▸ Your instructions
After locating the line that contains "negative clicks: (354, 253) (353, 239)" in the following entries, reproduce it and each later line exactly, including the last.

Stored dataset items:
——————

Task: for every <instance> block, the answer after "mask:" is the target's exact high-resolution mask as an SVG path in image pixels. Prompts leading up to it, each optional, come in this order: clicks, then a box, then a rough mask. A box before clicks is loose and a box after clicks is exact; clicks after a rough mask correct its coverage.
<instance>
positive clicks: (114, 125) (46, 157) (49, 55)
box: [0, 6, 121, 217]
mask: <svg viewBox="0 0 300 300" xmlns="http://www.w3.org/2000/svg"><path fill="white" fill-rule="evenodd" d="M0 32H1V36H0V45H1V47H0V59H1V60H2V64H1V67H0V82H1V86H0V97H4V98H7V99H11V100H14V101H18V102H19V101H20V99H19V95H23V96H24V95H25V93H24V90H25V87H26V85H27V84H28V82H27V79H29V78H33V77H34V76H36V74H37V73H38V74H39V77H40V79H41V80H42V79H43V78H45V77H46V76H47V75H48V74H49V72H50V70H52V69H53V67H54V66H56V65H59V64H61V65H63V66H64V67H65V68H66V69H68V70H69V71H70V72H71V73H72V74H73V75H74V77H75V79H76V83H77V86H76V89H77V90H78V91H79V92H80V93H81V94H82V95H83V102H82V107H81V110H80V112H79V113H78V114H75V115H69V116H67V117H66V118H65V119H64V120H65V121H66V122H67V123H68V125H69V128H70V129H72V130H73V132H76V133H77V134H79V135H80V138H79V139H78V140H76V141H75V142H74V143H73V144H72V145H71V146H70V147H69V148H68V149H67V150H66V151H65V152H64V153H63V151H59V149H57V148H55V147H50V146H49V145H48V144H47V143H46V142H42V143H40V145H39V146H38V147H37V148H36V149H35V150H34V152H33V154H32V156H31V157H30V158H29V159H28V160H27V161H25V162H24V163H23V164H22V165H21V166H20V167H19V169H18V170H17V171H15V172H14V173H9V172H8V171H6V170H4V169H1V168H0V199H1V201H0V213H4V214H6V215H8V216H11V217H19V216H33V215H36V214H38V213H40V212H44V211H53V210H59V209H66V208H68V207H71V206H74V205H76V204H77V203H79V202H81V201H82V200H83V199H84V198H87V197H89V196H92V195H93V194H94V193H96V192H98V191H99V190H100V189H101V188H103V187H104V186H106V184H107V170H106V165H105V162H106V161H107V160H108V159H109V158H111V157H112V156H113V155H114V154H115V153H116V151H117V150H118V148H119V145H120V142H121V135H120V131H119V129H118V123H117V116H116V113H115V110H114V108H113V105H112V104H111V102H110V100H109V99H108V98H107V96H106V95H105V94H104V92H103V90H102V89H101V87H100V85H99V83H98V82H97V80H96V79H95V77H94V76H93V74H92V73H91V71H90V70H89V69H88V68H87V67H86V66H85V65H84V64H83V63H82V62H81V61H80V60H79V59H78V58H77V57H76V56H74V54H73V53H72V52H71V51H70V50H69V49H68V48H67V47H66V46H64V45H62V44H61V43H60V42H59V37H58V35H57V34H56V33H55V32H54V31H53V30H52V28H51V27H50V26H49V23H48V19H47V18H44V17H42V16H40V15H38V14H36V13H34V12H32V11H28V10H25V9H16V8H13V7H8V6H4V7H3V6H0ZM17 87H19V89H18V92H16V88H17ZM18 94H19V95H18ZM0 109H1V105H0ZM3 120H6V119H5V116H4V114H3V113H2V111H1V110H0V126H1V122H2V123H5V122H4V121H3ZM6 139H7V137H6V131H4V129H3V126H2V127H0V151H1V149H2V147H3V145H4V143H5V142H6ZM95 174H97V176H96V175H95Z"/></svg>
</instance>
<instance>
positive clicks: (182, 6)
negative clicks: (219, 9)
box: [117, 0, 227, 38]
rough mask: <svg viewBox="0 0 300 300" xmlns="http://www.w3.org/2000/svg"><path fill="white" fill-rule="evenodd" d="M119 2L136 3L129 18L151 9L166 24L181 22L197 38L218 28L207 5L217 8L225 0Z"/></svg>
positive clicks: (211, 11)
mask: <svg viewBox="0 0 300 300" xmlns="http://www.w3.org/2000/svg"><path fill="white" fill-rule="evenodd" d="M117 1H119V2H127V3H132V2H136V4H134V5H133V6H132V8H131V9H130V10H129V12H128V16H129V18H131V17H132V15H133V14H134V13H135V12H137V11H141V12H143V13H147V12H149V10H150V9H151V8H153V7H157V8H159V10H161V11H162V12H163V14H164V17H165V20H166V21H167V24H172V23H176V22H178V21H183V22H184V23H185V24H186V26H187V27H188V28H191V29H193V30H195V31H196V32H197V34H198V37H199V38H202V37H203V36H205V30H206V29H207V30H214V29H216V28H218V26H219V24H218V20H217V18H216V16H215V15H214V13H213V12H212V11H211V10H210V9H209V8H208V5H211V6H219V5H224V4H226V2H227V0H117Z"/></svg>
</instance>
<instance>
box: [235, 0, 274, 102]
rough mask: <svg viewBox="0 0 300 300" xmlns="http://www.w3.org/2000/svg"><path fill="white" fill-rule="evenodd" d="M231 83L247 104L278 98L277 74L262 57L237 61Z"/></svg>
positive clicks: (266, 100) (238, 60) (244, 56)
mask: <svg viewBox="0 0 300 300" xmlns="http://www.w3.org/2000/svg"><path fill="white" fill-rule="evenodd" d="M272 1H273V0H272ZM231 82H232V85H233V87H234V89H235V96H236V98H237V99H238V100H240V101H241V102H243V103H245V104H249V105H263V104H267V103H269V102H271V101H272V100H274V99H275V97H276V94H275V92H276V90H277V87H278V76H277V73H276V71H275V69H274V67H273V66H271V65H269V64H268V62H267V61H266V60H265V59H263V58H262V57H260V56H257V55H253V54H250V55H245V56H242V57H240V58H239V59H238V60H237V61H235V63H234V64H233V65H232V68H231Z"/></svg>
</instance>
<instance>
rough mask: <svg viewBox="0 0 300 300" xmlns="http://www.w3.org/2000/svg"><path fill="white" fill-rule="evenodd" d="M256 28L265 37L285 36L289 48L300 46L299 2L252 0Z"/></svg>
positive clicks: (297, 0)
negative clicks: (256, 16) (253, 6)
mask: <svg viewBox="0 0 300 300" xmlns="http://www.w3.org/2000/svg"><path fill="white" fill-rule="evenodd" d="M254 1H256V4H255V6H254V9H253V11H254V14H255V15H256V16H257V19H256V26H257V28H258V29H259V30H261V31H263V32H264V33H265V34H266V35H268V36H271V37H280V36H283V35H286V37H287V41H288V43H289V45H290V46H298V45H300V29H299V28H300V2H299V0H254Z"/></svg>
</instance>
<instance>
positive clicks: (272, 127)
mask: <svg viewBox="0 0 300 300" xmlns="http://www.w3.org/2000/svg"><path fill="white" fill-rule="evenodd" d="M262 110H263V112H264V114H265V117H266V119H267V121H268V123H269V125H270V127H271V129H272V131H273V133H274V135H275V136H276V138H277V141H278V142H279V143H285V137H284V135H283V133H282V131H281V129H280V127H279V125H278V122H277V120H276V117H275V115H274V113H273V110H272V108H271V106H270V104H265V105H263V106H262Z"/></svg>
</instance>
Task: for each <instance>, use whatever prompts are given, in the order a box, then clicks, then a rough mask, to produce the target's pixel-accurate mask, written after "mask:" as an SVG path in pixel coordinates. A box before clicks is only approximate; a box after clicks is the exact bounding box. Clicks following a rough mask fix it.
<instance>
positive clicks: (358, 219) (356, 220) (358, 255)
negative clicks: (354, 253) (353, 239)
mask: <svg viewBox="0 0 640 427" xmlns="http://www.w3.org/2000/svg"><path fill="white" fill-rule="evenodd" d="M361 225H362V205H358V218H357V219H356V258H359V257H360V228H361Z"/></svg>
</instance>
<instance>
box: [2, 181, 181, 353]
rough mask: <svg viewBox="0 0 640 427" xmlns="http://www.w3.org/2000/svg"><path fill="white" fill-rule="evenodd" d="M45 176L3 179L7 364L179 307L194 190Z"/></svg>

——————

▸ Result of this task
negative clicks: (354, 253) (353, 239)
mask: <svg viewBox="0 0 640 427" xmlns="http://www.w3.org/2000/svg"><path fill="white" fill-rule="evenodd" d="M361 225H362V205H358V218H357V219H356V258H359V257H360V228H361Z"/></svg>
</instance>
<instance>
box: [2, 181, 181, 353]
rough mask: <svg viewBox="0 0 640 427" xmlns="http://www.w3.org/2000/svg"><path fill="white" fill-rule="evenodd" d="M45 176L3 179L7 364L179 307L194 190Z"/></svg>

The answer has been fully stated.